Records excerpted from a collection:
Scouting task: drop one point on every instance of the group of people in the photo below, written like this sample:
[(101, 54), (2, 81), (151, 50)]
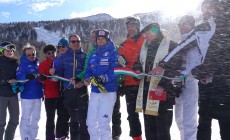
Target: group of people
[(188, 74)]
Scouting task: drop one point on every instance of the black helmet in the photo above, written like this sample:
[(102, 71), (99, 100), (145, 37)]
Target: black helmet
[(102, 33), (7, 46), (133, 20)]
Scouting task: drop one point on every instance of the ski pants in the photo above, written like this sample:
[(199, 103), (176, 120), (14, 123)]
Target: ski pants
[(62, 125), (52, 105), (186, 109), (158, 127), (100, 114), (10, 103), (31, 111), (76, 103), (133, 117), (116, 118)]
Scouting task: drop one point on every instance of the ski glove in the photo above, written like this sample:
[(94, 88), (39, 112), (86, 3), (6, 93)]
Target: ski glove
[(42, 77), (30, 76), (122, 60), (97, 80), (77, 80)]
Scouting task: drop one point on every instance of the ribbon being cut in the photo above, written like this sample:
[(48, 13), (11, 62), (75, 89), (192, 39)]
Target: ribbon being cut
[(153, 99), (130, 72)]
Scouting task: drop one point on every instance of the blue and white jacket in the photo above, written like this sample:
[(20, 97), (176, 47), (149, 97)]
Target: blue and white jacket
[(64, 65), (102, 62), (33, 89)]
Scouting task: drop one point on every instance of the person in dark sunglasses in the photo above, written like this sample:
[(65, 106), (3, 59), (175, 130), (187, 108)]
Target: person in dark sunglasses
[(51, 91), (71, 63), (31, 96), (62, 125), (8, 99)]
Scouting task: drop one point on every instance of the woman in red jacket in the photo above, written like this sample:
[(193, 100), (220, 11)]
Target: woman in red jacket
[(51, 91)]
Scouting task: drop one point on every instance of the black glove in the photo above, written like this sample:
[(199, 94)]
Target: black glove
[(97, 80), (42, 77), (121, 91), (122, 60), (30, 76), (77, 80)]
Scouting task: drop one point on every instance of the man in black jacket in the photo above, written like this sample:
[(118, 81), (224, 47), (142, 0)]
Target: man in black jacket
[(214, 75), (8, 99)]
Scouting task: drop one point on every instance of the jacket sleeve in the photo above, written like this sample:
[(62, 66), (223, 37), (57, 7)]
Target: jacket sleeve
[(110, 75), (88, 72), (58, 66), (82, 74), (21, 73)]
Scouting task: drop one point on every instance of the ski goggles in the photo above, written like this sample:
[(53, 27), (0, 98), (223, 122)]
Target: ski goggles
[(10, 47)]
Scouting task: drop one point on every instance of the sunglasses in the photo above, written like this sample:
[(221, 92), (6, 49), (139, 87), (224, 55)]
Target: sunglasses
[(29, 55), (10, 47), (59, 47), (51, 52), (75, 41)]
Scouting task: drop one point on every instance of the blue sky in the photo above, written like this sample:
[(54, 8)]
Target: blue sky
[(37, 10)]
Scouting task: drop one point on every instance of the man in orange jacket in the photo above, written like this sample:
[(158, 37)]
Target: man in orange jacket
[(51, 91), (130, 51)]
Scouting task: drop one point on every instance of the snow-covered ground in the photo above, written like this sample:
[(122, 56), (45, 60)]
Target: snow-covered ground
[(125, 135)]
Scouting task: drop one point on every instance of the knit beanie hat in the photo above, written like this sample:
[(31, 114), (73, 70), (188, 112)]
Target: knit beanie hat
[(5, 45), (133, 20), (63, 42), (153, 27), (188, 20), (49, 47), (102, 33)]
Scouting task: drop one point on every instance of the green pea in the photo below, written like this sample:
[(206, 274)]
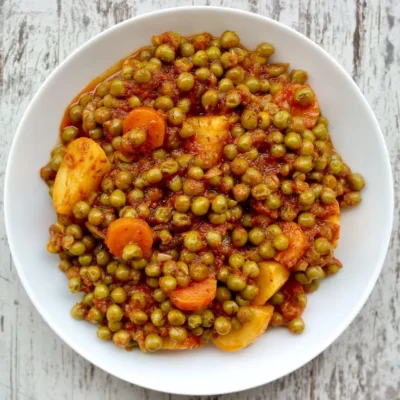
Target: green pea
[(198, 272), (225, 85), (245, 314), (55, 162), (200, 206), (281, 242), (296, 325), (186, 49), (304, 96), (320, 132), (356, 181), (253, 84), (131, 251), (229, 39), (311, 287), (307, 220), (252, 177), (177, 334), (277, 299), (313, 273), (249, 119), (209, 98), (167, 283), (236, 260), (122, 272), (182, 203), (256, 236), (293, 141), (117, 88), (164, 103), (114, 313), (81, 209), (298, 76), (216, 68), (194, 321), (241, 192), (328, 196), (104, 333), (222, 325), (78, 311), (322, 245), (244, 143), (200, 58), (165, 53), (239, 237), (102, 89), (153, 342), (265, 49), (281, 119), (94, 315), (233, 99), (219, 204), (208, 318), (213, 238)]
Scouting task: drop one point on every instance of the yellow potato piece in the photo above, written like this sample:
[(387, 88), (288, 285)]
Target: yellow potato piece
[(298, 244), (80, 173), (188, 344), (248, 333), (210, 134), (272, 277)]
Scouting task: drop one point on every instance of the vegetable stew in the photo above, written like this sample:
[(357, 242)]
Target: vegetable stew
[(198, 196)]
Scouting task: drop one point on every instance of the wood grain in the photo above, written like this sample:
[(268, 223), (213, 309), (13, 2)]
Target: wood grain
[(363, 35)]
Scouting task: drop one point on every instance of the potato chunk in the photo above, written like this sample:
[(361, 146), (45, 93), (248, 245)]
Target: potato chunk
[(210, 134), (80, 173), (272, 277), (248, 332), (298, 244), (189, 343)]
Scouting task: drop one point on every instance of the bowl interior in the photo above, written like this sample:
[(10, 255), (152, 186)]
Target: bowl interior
[(365, 230)]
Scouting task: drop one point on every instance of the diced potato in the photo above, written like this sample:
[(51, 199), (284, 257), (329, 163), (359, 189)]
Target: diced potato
[(248, 332), (189, 343), (298, 244), (272, 277), (210, 134), (80, 173)]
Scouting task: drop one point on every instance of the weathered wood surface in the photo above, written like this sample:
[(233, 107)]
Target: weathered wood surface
[(364, 35)]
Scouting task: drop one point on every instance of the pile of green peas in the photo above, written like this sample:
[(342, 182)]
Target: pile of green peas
[(218, 222)]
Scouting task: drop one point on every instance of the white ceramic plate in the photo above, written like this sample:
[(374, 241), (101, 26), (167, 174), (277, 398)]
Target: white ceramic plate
[(365, 230)]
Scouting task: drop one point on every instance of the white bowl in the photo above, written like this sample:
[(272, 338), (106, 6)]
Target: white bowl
[(365, 229)]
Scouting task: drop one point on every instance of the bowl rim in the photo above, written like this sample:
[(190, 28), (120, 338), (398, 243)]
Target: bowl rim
[(386, 163)]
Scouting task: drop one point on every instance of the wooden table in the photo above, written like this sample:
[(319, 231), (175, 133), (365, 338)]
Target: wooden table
[(363, 35)]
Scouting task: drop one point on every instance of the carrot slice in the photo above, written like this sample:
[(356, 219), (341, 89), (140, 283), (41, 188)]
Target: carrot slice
[(285, 99), (197, 295), (125, 231), (150, 119)]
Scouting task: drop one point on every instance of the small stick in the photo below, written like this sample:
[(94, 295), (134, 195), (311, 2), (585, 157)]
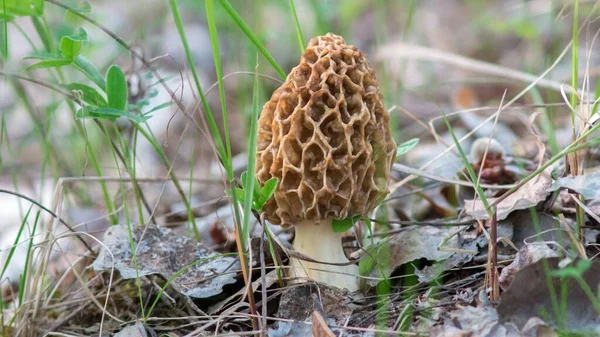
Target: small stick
[(495, 295)]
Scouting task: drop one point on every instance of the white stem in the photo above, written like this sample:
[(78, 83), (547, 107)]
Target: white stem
[(321, 243)]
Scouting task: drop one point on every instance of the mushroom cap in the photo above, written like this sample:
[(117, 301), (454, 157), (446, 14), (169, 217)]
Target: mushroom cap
[(325, 135)]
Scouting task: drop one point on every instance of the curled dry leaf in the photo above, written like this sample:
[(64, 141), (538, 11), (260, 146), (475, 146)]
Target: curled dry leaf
[(135, 330), (474, 321), (527, 255), (410, 245), (587, 185), (162, 252), (529, 195), (299, 303)]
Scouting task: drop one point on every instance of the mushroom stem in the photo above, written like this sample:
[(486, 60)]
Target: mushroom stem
[(321, 243)]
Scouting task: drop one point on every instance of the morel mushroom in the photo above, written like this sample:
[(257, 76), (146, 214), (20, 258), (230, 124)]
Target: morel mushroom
[(325, 135)]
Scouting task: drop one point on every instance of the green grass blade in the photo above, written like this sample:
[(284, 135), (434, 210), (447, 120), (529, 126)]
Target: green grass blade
[(209, 116), (251, 177), (5, 42), (250, 34), (22, 285), (214, 42), (468, 166), (575, 62), (212, 28), (16, 243), (298, 29)]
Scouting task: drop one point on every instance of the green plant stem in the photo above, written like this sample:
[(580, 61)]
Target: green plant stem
[(298, 29), (250, 34), (241, 235)]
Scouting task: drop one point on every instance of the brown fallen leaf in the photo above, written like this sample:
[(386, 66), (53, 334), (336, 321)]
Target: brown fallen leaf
[(320, 327), (529, 195), (527, 255)]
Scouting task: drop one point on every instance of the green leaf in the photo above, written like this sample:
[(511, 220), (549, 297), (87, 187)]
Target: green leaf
[(369, 261), (251, 35), (116, 88), (340, 226), (243, 178), (87, 68), (6, 17), (48, 64), (73, 19), (405, 147), (22, 7), (90, 95), (240, 193), (268, 189), (573, 271), (44, 56), (91, 111), (70, 46), (158, 107)]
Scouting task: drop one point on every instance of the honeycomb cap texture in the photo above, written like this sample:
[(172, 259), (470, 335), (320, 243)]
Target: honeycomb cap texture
[(325, 135)]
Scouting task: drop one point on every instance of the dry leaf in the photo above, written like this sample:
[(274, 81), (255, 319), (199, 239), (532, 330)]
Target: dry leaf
[(527, 255), (320, 327), (166, 253), (529, 195)]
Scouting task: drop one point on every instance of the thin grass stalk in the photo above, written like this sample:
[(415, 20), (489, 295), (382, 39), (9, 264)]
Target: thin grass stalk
[(240, 232), (298, 29), (250, 34)]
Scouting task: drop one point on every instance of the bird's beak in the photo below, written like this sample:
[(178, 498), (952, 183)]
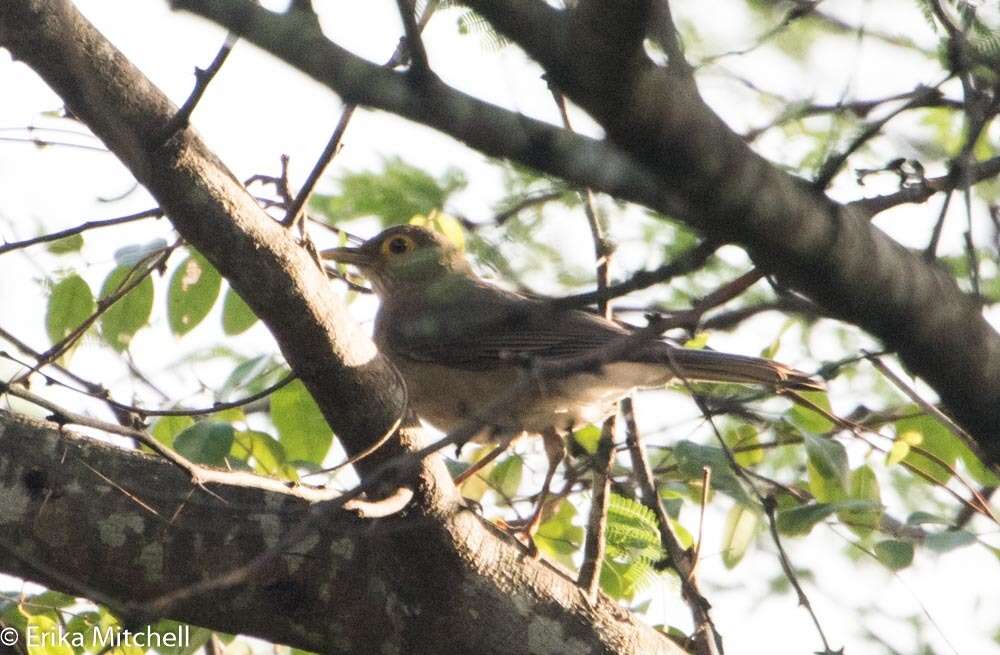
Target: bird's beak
[(355, 256)]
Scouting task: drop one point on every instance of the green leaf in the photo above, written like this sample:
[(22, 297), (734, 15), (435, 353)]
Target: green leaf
[(132, 254), (632, 530), (588, 436), (800, 520), (557, 538), (301, 427), (505, 478), (827, 468), (942, 542), (267, 453), (206, 442), (72, 243), (131, 312), (925, 518), (194, 287), (70, 304), (863, 486), (737, 535), (901, 448), (808, 419), (442, 223), (166, 428), (896, 555), (741, 438), (394, 194), (623, 580), (237, 317)]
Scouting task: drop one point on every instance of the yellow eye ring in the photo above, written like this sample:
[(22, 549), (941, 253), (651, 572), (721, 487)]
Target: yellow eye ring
[(397, 245)]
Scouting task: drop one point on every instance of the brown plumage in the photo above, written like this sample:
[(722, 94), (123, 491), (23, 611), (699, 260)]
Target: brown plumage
[(460, 342)]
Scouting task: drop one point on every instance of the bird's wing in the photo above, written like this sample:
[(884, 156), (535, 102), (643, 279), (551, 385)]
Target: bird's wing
[(485, 327)]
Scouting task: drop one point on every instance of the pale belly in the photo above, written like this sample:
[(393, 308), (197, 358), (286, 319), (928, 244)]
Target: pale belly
[(446, 398)]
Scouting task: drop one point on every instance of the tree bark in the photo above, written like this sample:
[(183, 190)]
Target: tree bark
[(437, 579), (666, 149), (98, 521)]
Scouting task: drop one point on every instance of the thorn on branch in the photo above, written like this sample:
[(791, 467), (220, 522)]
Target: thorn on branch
[(202, 77)]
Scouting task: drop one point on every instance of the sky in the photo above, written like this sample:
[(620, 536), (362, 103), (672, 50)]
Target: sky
[(258, 109)]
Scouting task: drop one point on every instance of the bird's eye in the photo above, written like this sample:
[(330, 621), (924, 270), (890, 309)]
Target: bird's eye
[(398, 245)]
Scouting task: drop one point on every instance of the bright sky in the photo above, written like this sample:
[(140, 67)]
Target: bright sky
[(258, 109)]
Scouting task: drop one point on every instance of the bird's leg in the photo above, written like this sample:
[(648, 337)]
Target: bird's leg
[(555, 450)]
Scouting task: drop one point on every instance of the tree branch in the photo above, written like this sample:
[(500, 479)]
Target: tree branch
[(699, 171)]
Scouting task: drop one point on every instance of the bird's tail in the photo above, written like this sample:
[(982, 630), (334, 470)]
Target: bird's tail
[(714, 366)]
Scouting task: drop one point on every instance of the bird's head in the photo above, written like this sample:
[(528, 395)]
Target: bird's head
[(404, 257)]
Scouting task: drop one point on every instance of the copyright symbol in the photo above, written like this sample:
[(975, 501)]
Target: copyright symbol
[(8, 636)]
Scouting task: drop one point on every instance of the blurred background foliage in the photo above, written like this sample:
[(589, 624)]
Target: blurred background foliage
[(893, 482)]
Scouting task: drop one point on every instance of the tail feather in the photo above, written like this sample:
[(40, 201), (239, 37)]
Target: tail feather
[(714, 366)]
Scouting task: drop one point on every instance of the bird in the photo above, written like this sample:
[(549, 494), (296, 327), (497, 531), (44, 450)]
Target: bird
[(460, 341)]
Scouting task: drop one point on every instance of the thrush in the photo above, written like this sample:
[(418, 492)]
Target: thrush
[(460, 342)]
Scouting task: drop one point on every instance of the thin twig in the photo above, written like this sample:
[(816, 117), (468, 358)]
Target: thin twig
[(414, 44), (103, 305), (589, 578), (710, 642), (293, 216), (82, 227), (686, 263)]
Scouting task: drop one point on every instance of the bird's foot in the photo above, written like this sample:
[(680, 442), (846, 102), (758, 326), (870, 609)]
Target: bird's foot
[(524, 530)]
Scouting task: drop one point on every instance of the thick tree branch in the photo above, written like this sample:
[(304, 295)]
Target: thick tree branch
[(349, 586)]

• [TASK DIRECTIONS] Rewrite all lines from the line with "Scouting task: drop one point on every instance of the thorn" to the line with "[(398, 245)]", both included, shifting every coordinate in the answer point lists up by 11. Leave all other lines, including the sample point lists, unchanged.

• [RESPONSE TO THIS TASK]
Scouting task: drop one point on every instance of the thorn on branch in the photo above, written like this sample:
[(791, 467), (220, 522)]
Target: thorn on branch
[(213, 88)]
Scouting task: drop one point on every instance of the sky in the photo above, written like this sample:
[(620, 536), (362, 103), (672, 50)]
Target: sky
[(269, 120)]
Scouting task: drop one point on every instance of the bird's eye in the photo above, written like this sample:
[(330, 621), (924, 270), (890, 309)]
Target: bird's eye
[(409, 256)]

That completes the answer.